----- Material for this task

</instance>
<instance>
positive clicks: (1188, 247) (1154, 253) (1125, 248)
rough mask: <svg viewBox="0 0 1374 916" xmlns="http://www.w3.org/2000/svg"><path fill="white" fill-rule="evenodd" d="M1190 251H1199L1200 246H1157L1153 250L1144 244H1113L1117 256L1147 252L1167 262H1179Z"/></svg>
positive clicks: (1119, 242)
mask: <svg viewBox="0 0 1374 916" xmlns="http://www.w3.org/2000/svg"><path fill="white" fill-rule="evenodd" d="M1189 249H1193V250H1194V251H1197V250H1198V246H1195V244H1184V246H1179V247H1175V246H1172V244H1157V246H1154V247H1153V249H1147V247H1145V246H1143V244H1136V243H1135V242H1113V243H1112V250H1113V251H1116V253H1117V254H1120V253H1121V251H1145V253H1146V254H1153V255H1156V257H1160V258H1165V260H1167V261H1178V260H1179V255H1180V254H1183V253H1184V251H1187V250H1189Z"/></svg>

----------

(What is needed) Reproduce the entries unchanged, from the very start through the line containing "positive clicks: (1119, 242)", with both ends included.

(Solved exercise)
</instance>
<instance>
positive clicks: (1188, 247) (1154, 253) (1125, 248)
rough mask: <svg viewBox="0 0 1374 916" xmlns="http://www.w3.org/2000/svg"><path fill="white" fill-rule="evenodd" d="M1190 251H1199L1200 246H1157L1153 250L1144 244H1113L1117 256L1147 252L1167 262H1179Z"/></svg>
positive clicks: (1119, 242)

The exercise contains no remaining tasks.